→ EXERCISE TEXT:
▬▬▬
Bennett College: A Case Study

Papa John’s and Schnatter’s gifts were clearly designed to repair their tarnished brands. It would be naive to suggest otherwise. Donors turn to philanthropy to amend for past misdeeds all the time. Sometimes, the public concludes that no amount of giving can paper over a toxic donor’s transgressions. In other cases, however, the public is willing to grant mercy. Such is the case with these gifts, particularly given that they’re flowing to chronically underfunded HBCUs.

One of the big mysteries in higher ed fundraising is how equity-oriented donors and alumni continue to pass over community colleges, trade schools and historically black universities in favor of wealthy four-year institutions.

The data is particularly stark as it applies to the latter category. In 2017, there were 462 gifts of $1 million or more to higher education. HBCUs received just two of them. Prior to Ronda Stryker and William Johnston’s $30 million gift to Atlanta’s Spelman College last December, the largest commitment ever made to an HBCU was Bill Cosby’s $20 million gift to Spelman—in 1998.

Meanwhile, a recent survey from the Council for Advancement and Support Education found that American colleges and universities raised a record $46.7 billion in fiscal 2018—a 7.2 percent increase over 2017.

A piece by Adam Harris in The Atlantic underscored just how difficult it is for historically black colleges to raise the kind of money that would normally be a rounding error at their public and private school counterparts.

Last year, Bennett College, a historically black female college in Greensboro, North Carolina, announced that it needed to raise $5 million to maintain its accreditation by the Southern Association of Colleges and Schools Commission on Colleges. For most major universities, fundraisers could conjure up $5 million with one phone call. Bennett’s fundraisers took a more realistic approach. The school gave itself 50 days to reach its goal.

Bennett, as noted, received a critical lifeline in the form of a $500,000 donation from Papa John’s. “Papa John’s has supported educational institutions of all levels for years, and we are a proud partner to many colleges across the country,” then-CEO Ritchie said upon announcing the gift. “That legacy continues through The Papa John’s Foundation’s support of Bennett College. “In August 2018, I committed to establishing a corporate foundation, and I’m pleased that its first grant will go to an institution that shares our values of equity, fairness, respect and opportunity.”

“Bailing Out” Instead of “Building”

Bennett College was still short of its $5 million goal as its self-imposed deadline approached. The college extended its deadline. Fortunately, in early February, president Phyllis Dawkin announced that Bennett had raised $8.2 million from over 11,000 donors including an additional $500,000 from the Z. Smith Reynolds Foundation.
▬▬▬
→ RECORD SET:
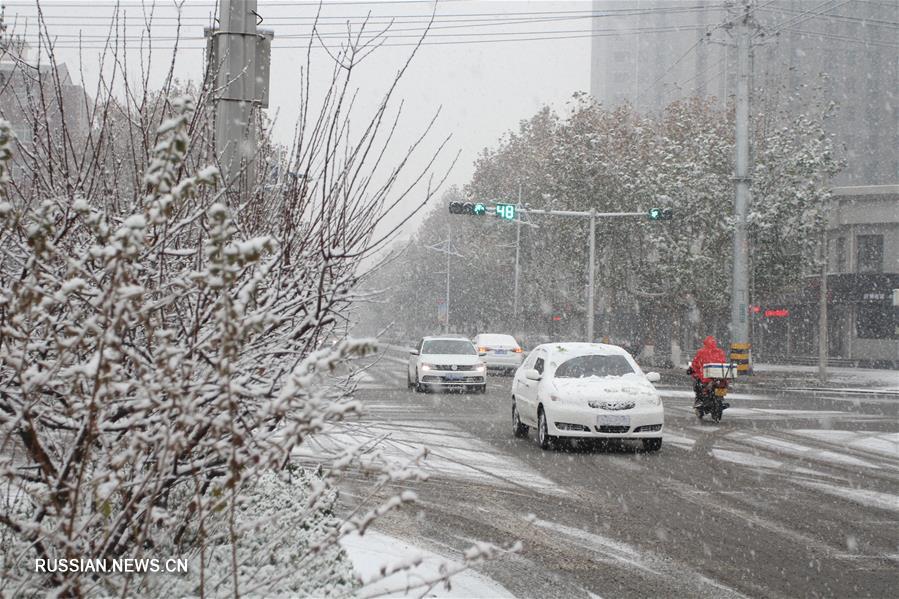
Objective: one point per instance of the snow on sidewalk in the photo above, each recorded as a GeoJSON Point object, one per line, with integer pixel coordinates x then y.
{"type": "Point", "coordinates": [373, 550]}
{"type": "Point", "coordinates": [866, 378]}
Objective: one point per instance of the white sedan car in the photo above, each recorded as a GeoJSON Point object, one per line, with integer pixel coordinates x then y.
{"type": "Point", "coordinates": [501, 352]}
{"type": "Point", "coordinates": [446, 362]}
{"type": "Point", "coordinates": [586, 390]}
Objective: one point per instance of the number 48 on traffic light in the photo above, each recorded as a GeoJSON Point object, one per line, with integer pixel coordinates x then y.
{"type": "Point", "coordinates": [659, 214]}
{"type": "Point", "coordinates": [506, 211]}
▬▬▬
→ TASK LIST:
[A] Answer these questions using the case study.
(i) How many gifts of $1 million or more went to higher education in 2017, and how many of them did HBCUs receive?
(ii) How many days did Bennett College give itself to reach its $5 million goal?
(iii) How much did Bennett College raise, and from how many donors?
[B] Copy the case study word for word from "Bennett College was" to "Smith Reynolds Foundation.".
[C] Decide whether each statement agrees with the case study. Answer yes or no, and quote the words that decide it.
(i) Before the gift from Ronda Stryker and William Johnston, Bill Cosby's $20 million gift to Spelman was the largest commitment ever made to an HBCU.
(ii) Bennett College reached its $5 million goal before its original deadline.
(iii) Papa John's gave Bennett College $1 million.

→ SOLVED PROBLEMS:
[A]
(i) There were 462 gifts, and HBCUs received two of them.
(ii) 50 days.
(iii) $8.2 million from over 11,000 donors.

[B]
Bennett College was still short of its $5 million goal as its self-imposed deadline approached. The college extended its deadline. Fortunately, in early February, president Phyllis Dawkin announced that Bennett had raised $8.2 million from over 11,000 donors including an additional $500,000 from the Z. Smith Reynolds Foundation.

[C]
(i) Yes: "the largest commitment ever made to an HBCU was Bill Cosby’s $20 million gift to Spelman—in 1998."
(ii) No: "Bennett College was still short of its $5 million goal as its self-imposed deadline approached. The college extended its deadline."
(iii) No: "a $500,000 donation from Papa John’s."